**Task details**
Go to the line that contains "Each instance of the white arrow" and extract it along with every line after it, exactly, through the end of the data below.

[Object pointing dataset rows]
--------------------------------------------------

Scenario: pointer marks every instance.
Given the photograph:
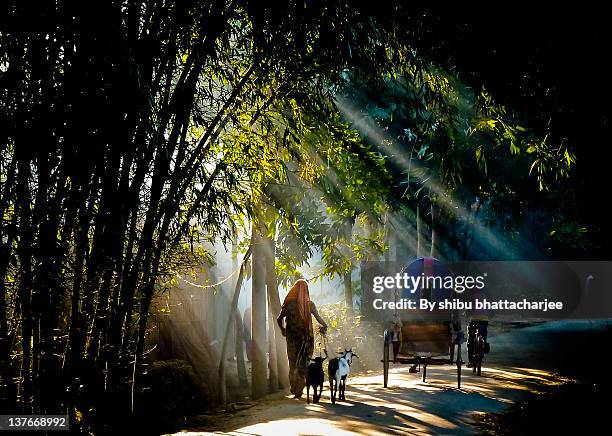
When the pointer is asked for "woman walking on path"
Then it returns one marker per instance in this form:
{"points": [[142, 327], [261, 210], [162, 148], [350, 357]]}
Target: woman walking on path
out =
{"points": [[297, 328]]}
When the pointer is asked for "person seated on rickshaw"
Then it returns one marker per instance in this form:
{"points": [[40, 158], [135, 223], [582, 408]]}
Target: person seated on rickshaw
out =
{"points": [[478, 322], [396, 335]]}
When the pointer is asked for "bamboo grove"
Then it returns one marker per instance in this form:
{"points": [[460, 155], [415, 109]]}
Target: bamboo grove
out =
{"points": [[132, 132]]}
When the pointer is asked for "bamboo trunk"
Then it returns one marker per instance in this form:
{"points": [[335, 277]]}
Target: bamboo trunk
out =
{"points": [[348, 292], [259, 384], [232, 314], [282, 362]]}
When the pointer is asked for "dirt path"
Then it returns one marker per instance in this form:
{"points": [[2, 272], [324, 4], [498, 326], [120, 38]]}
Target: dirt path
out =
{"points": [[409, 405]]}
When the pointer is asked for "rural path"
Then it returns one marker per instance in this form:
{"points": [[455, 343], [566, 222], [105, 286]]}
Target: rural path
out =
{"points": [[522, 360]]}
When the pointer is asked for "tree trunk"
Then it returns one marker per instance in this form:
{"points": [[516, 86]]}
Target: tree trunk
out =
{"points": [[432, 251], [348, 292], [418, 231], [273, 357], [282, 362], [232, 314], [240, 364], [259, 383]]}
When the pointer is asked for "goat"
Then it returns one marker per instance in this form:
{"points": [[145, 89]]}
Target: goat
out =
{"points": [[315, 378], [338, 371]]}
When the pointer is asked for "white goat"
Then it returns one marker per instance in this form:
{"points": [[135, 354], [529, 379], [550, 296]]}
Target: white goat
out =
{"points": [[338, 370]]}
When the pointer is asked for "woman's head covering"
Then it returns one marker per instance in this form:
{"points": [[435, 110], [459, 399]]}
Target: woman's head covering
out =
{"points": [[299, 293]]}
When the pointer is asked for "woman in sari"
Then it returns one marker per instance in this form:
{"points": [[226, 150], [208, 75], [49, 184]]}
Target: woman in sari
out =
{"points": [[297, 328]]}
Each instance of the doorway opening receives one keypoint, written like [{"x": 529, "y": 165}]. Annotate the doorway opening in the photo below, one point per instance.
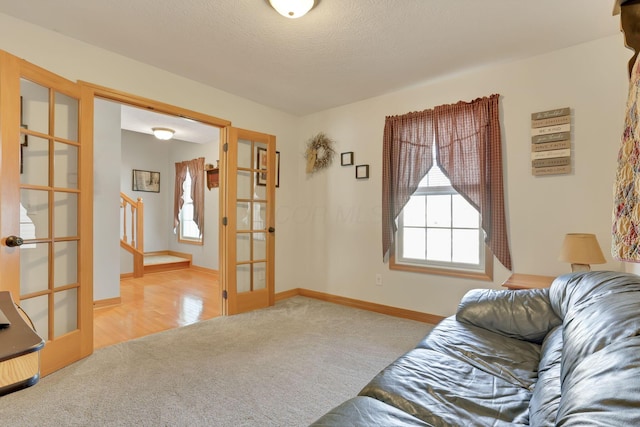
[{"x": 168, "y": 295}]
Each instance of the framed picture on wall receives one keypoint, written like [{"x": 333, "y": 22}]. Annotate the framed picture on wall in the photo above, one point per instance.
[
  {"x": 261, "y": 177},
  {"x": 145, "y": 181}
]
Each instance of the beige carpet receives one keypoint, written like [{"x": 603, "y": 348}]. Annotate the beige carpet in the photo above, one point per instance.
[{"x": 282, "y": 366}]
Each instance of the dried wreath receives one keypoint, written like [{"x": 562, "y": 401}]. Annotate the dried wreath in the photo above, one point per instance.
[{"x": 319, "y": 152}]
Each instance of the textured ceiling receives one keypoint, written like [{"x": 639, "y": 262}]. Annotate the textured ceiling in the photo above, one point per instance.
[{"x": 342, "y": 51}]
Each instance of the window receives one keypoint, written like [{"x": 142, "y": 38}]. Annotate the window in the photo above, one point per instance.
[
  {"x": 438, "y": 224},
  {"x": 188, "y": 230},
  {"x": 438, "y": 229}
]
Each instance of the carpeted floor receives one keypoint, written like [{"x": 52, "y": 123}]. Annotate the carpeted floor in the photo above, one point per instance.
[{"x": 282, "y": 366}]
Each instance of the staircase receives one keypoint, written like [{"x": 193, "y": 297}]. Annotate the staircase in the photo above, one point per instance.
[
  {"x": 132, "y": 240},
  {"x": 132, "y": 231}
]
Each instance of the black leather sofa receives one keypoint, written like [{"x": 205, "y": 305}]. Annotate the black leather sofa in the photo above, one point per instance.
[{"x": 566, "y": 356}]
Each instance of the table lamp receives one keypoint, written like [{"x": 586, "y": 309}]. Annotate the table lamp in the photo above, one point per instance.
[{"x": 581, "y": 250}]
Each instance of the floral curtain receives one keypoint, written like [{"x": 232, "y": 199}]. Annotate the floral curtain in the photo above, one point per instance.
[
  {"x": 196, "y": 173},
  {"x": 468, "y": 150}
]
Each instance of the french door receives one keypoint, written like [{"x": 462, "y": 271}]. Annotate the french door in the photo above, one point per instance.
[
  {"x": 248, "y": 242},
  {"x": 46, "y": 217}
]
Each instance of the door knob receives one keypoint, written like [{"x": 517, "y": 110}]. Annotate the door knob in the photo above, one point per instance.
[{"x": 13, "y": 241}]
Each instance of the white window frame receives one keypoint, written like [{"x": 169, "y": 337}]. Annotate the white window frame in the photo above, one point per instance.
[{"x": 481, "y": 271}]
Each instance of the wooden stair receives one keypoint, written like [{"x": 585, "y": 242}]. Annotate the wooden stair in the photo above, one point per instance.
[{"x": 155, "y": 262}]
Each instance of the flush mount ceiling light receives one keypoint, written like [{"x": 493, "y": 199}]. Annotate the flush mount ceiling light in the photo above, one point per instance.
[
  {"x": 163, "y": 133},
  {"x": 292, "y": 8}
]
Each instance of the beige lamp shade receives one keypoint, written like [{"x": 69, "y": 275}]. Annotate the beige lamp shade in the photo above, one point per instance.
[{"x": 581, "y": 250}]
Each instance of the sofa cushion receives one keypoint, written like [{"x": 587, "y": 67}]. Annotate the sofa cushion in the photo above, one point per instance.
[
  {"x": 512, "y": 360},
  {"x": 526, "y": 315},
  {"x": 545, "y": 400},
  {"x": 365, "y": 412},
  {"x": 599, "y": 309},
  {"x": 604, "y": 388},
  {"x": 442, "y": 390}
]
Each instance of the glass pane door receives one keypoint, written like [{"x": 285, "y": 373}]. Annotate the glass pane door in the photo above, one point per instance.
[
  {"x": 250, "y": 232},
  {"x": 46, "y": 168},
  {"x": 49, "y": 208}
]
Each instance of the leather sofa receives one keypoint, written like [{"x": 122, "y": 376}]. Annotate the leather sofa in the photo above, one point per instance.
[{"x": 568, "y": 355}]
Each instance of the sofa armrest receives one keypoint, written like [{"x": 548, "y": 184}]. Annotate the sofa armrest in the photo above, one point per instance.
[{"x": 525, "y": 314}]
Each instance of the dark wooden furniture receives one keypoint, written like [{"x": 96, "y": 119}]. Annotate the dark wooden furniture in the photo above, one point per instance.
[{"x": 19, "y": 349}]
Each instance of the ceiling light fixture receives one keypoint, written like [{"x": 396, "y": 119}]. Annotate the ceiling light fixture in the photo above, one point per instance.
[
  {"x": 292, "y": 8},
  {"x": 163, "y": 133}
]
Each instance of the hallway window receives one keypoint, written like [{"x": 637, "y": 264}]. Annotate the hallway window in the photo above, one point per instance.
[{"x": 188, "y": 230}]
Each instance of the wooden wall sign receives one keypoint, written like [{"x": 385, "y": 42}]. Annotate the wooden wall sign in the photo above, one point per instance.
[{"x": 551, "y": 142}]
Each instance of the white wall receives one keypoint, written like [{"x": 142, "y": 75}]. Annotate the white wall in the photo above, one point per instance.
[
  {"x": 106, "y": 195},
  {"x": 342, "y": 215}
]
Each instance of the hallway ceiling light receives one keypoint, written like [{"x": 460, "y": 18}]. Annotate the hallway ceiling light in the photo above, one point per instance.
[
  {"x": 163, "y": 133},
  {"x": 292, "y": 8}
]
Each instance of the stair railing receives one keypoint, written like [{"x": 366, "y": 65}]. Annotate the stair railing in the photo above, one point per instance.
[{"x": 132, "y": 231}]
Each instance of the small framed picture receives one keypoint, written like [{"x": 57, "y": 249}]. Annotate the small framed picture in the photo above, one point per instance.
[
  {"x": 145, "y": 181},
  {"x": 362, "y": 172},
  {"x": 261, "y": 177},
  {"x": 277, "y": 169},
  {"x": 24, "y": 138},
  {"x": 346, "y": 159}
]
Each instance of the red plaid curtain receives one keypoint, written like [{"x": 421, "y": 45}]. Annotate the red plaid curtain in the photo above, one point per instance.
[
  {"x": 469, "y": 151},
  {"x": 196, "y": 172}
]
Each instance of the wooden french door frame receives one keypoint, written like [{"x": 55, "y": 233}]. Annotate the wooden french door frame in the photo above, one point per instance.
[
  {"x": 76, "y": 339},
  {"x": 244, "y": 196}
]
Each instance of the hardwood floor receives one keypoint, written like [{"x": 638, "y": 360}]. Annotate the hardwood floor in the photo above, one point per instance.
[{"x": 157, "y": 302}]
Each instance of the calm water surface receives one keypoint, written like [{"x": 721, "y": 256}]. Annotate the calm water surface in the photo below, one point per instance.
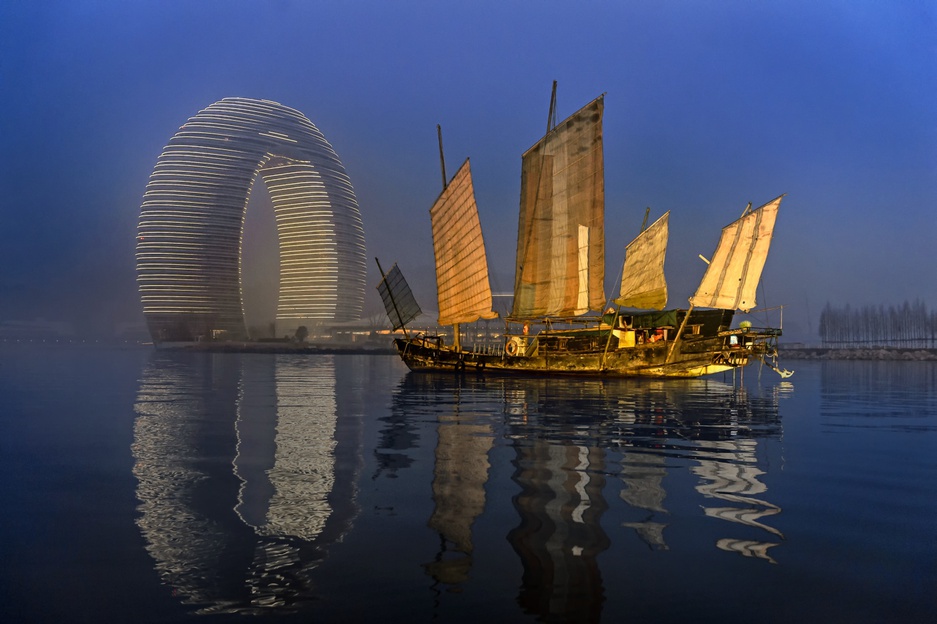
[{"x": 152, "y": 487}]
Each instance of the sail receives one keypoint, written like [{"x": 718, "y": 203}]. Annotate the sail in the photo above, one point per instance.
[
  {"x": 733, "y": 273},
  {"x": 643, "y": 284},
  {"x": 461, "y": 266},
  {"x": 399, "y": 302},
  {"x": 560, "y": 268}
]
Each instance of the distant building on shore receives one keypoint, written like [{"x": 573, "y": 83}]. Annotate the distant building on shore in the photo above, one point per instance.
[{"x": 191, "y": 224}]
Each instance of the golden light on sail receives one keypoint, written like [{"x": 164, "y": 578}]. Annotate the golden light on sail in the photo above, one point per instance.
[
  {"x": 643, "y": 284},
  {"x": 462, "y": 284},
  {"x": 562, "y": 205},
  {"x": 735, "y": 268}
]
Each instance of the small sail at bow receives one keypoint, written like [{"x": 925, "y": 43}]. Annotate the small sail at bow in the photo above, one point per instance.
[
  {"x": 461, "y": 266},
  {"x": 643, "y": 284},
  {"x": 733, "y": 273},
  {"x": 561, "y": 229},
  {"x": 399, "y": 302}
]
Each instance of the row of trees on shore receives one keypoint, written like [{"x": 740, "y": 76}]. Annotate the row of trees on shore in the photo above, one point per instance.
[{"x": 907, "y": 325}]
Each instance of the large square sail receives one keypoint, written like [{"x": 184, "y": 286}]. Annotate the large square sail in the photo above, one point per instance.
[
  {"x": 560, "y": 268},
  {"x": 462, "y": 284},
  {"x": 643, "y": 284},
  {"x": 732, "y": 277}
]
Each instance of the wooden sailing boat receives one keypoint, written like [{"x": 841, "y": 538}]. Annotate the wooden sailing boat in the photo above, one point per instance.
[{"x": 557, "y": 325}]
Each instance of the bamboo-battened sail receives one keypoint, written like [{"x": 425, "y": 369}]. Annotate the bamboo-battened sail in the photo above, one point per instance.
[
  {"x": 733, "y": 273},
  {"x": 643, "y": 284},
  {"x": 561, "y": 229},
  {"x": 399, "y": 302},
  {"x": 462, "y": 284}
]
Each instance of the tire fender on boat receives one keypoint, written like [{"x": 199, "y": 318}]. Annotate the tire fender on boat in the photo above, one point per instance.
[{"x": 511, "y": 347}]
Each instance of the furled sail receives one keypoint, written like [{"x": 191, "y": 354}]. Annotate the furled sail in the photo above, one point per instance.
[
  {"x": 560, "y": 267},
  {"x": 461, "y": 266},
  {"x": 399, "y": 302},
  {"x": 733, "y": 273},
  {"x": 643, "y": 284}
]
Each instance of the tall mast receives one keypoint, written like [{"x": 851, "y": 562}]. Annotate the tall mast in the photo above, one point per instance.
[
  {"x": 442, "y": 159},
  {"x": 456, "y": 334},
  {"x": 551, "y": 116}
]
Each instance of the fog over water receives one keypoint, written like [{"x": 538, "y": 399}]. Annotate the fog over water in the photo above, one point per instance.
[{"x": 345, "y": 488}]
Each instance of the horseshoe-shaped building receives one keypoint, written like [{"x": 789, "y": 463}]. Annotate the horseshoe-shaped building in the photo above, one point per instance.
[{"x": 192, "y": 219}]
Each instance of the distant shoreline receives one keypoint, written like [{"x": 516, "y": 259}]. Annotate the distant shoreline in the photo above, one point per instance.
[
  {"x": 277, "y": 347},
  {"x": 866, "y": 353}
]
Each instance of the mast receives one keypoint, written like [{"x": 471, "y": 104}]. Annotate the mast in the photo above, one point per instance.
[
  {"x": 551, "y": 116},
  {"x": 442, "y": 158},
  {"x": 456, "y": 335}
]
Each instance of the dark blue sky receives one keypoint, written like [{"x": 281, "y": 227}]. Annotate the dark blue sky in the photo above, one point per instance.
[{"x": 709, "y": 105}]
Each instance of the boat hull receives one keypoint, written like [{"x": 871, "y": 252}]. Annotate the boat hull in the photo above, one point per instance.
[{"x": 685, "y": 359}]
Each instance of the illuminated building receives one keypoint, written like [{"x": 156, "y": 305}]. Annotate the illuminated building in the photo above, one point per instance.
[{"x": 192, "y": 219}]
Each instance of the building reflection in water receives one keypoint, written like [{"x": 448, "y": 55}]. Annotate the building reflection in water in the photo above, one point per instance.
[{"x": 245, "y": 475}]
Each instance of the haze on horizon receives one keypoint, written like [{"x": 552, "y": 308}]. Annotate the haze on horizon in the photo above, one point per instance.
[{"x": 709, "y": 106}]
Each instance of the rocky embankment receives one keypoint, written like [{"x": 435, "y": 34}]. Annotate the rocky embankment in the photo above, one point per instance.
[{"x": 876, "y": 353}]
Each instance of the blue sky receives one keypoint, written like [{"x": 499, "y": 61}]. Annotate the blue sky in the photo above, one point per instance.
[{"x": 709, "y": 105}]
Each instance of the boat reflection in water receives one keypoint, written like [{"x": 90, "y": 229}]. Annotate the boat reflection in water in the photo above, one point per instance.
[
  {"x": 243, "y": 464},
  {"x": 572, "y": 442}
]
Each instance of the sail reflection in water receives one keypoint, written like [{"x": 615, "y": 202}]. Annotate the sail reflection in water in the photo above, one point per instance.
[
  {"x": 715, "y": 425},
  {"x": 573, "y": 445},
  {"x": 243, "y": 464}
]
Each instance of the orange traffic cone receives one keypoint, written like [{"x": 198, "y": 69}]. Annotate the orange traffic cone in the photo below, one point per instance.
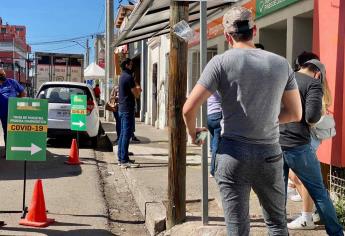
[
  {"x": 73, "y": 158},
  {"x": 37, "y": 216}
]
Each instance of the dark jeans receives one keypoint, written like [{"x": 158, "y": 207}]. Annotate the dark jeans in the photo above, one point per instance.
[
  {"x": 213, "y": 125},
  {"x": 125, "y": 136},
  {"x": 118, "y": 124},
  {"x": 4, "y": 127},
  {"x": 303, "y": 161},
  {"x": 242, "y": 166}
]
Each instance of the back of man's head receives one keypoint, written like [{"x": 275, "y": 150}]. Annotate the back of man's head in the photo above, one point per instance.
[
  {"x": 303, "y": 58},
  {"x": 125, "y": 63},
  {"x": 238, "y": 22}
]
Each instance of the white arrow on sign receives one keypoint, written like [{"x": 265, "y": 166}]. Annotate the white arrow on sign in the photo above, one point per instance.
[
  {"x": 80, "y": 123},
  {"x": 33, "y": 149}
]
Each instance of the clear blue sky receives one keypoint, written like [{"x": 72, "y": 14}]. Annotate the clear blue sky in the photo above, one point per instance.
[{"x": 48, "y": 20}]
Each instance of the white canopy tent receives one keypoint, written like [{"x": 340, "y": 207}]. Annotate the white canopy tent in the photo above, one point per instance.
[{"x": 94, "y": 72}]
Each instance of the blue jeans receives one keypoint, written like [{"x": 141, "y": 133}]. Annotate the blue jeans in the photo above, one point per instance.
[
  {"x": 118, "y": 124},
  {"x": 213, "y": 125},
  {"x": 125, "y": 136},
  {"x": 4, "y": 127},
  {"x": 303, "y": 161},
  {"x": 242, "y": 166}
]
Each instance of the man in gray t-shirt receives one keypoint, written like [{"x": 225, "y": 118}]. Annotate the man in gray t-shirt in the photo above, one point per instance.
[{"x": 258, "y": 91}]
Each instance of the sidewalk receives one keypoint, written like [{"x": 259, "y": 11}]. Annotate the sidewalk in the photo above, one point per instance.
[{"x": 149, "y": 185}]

--------------------------------------------------

**The solution**
Each instance of the white arrow on sign receives one keypoint, written like [{"x": 265, "y": 166}]. Annotate the white arrow on sign in the photo above, one point per instance.
[
  {"x": 80, "y": 123},
  {"x": 33, "y": 149}
]
Each instance of the clear blue sky receives one keypoint, written like [{"x": 72, "y": 14}]. Annotate the clear blue sky in the photo above, one point per instance.
[{"x": 48, "y": 20}]
Each instance of the white canopy tent receives one keypoint, written like [{"x": 340, "y": 207}]. Annotate the white canopy tent in the photo above, one point per instance.
[{"x": 94, "y": 72}]
Each instance of the blue jeans receives one keypoint, written like [{"x": 141, "y": 133}]. Annotate the blue jeans in the photo above, one point per instance.
[
  {"x": 118, "y": 124},
  {"x": 213, "y": 125},
  {"x": 125, "y": 136},
  {"x": 4, "y": 127},
  {"x": 303, "y": 161},
  {"x": 242, "y": 166}
]
Each instance of the man in gray t-shirt receives one keypoint, written like [{"x": 225, "y": 118}]. Annotate the man in gray t-shirt in the photo above, one point per instance.
[{"x": 258, "y": 91}]
Each instance of the sidewalk receives one keypoint, written like [{"x": 259, "y": 11}]. Annotate the sidewalk in the photo above, one point per instance.
[{"x": 149, "y": 185}]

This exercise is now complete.